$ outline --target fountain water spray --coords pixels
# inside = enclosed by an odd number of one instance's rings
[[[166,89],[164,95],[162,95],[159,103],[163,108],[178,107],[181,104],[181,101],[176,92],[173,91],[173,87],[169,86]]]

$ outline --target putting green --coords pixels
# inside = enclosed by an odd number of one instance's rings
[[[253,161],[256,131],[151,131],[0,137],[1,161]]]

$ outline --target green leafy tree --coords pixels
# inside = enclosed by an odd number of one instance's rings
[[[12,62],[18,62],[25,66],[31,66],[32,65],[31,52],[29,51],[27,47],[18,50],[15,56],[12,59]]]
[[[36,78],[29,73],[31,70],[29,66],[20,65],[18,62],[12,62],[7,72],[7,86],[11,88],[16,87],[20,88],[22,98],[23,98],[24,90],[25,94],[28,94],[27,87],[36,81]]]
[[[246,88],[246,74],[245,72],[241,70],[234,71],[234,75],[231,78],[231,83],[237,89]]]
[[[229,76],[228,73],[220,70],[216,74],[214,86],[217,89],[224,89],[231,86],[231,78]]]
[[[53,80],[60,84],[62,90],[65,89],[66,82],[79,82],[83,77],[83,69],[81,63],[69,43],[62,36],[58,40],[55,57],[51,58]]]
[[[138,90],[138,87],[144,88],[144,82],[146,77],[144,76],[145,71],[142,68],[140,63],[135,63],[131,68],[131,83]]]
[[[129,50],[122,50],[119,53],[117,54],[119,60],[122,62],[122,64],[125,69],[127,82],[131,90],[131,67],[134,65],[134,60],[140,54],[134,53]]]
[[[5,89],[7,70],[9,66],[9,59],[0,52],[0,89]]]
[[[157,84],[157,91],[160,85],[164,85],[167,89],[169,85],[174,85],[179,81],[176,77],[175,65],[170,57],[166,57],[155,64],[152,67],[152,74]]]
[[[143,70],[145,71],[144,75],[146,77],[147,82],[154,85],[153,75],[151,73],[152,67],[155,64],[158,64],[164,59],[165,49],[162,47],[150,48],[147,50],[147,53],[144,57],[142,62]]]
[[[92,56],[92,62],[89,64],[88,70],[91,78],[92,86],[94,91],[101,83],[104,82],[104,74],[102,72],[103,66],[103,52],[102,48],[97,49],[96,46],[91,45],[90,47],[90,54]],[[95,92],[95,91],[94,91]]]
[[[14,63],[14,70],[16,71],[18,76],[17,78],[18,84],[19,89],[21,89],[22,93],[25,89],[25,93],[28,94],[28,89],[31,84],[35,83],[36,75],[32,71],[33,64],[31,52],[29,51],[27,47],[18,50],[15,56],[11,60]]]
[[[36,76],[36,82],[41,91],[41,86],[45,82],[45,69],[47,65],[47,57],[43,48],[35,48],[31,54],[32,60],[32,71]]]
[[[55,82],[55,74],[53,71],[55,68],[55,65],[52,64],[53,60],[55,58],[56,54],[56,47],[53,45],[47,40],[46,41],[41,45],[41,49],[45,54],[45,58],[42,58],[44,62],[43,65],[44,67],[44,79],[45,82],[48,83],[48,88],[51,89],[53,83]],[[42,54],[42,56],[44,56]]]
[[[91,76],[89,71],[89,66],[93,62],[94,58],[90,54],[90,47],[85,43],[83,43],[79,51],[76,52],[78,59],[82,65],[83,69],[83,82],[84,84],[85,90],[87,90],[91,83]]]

- - - - - - -

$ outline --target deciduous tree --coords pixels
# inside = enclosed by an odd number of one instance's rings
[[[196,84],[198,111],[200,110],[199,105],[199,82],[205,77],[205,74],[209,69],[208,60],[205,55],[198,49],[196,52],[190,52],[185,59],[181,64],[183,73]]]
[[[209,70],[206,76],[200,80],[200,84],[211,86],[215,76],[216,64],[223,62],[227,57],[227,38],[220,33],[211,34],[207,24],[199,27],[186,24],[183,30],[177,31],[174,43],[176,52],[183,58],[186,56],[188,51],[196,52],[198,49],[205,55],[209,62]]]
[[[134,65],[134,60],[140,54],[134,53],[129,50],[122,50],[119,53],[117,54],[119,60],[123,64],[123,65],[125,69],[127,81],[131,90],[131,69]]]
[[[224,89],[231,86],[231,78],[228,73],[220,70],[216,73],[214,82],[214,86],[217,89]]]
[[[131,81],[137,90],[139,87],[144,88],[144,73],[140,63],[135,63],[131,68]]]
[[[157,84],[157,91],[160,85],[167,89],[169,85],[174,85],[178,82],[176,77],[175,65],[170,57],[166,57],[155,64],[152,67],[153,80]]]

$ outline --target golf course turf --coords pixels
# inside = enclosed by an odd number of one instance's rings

- - - - - - -

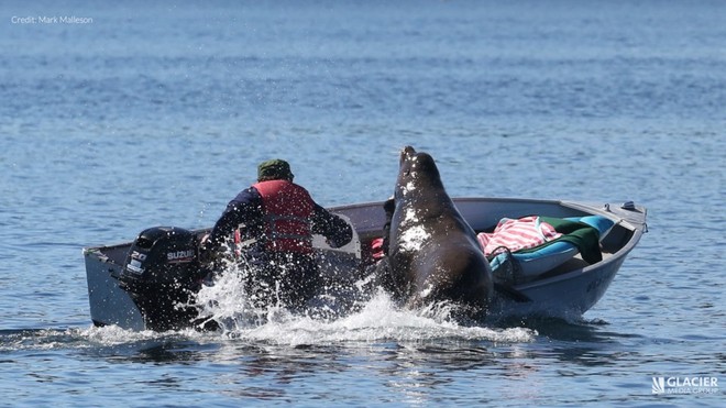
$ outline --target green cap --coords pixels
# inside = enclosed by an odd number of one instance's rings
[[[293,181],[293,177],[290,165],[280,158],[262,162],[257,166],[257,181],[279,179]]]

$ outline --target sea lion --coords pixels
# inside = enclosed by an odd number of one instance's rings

- - - - - - -

Scale the listing starting at the line that has "spray --coords pixels" and ending after the line that has "[[[253,161],[256,131],[151,131],[0,137],[1,161]]]". Reproduce only those lines, with the request lines included and unchanged, and multiply every polygon coordinate by 2.1, rounding to whole numbers with halves going up.

● **Result of the task**:
$ outline --target fountain water spray --coords pixels
# inside = enclosed by an odd number of one instance's rings
[[[349,187],[344,200],[340,200],[334,216],[342,227],[374,225],[380,218],[380,212],[370,193],[363,191],[363,183],[355,181]]]

$ outline --target putting green --coords pixels
# inside = enclosed by an odd number of one instance's rings
[[[531,338],[538,275],[317,275],[0,288],[2,338]]]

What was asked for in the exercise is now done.